#### Problems to work on:
- 1) According to the taxi medallion text, how many Chicago owners are in bankruptcy?
- 2) In the taxi medallion text, rewrite the stretch from "- You paid $500,000" through "to replace film.", replacing "film" with "photo".
- 3) For each statement, say yes or no depending on whether the taxi medallion text supports it, and quote the deciding words from the text.
(a) In October 2015, twelve Chicago licenses sold for an average of $240,000.
(b) Uber estimates it has nearly 35,000 monthly drivers in New York City.
(c) The annual licence fee that will be axed is $23,000.

#### Provided text:
::::::::

The government claims it will be cheaper to now operate a taxi or hire car as the annual licence fee of $23,000 will be axed."
“What did I do wrong?”
- You paid $500,000 for each of three licenses
- You put all of your money in one basket
- You failed to assess Uber and other possibilities
- You borrowed money for a business that one should have seen issues with a long time ago.
Investing in taxis now is like investing in the film printing business 15 years ago, just as digital was about to replace film.
Chicago Taxi Medallions
The above link is from October of 2015. Twelve licenses sold then for an average of $240,000. 74 owners are in bankruptcy.
"Mayor Rahm Emanuel said the emergence of the ride-share industry has been a net benefit for the city.
“They provide jobs to people that didn’t have a chance to have jobs before, and they provide service to neighborhoods that never had service before,” Emanuel said. “We all know that the taxi industry never serviced the South and West Sides before. Not only does rideshare serve the South and West Sides, they’re opening offices there.”
But he says he will support efforts to level the playing field between the older taxi companies and newer ride-share operators."
The value of a medallion is now $40,000 if you can find a buyer. There will likely be a buyback proposal. Perhaps it will be very similar to the one in Australia.
Medallion Bubble Bursts
"The medallion crash is providing an abject lesson in the folly of central planning. Thanks to this artificial scarcity created by the government, in 2013 all taxi medallions and related assets were worth $2.5 billion in Chicago and $16.6 billion in New York City, according to Medallion Financial, a publicly traded company that specializes in financing taxi medallions. (Tellingly, its CEO, Andrew Murstein, once called taxis “little cash cows.”)
Now those cash cows are getting gored by Uber and Lyft. Uber estimates it now has nearly 35,000 monthly drivers in Chicago, almost triple the number of active taxi chauffeur licenses in the city. In Manhattan’s core, Uber gained 3.82 million pickups, while yellow taxis lost 3.83 million rides. Uber also expanded its pickups in the outer boroughs, leading to dramatic service increases in Brooklyn and Queens.
Increased competition is even benefiting those who continue to hail cabs. Research presented at the American Economic Association found that ride-hailing has “encouraged taxis to improve their own service in response to the new competition.”

::::::::

#### Data shown:

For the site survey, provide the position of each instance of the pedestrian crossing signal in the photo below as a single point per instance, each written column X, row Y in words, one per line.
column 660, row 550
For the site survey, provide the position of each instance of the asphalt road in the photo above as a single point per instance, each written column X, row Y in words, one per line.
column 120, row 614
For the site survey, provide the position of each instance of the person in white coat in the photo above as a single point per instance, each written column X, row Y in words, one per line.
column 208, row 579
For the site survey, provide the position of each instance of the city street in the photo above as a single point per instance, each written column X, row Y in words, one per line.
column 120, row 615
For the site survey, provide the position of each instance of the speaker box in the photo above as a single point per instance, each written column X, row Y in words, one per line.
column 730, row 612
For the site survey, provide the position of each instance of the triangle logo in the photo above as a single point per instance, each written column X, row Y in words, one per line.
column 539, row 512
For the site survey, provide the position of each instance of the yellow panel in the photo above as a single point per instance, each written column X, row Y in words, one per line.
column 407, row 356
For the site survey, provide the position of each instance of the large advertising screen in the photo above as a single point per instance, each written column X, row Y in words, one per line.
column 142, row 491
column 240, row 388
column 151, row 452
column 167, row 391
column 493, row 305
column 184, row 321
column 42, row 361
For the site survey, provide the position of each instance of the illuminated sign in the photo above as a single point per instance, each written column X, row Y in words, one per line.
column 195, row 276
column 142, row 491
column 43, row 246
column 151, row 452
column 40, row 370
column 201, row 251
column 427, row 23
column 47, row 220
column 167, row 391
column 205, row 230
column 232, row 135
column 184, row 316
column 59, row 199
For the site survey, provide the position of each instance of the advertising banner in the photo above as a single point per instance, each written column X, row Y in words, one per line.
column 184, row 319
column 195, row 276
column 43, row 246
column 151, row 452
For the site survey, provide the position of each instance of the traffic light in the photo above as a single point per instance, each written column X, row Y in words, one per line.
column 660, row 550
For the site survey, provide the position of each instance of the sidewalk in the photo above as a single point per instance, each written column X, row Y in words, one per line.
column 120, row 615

::::::::

#### Responses by item number:
- 1) 74

- 2)
- You paid $500,000 for each of three licenses
- You put all of your money in one basket
- You failed to assess Uber and other possibilities
- You borrowed money for a business that one should have seen issues with a long time ago.
Investing in taxis now is like investing in the photo printing business 15 years ago, just as digital was about to replace photo.

- 3)
(a) Yes: "Twelve licenses sold then for an average of $240,000."
(b) No: "Uber estimates it now has nearly 35,000 monthly drivers in Chicago"
(c) Yes: "the annual licence fee of $23,000 will be axed"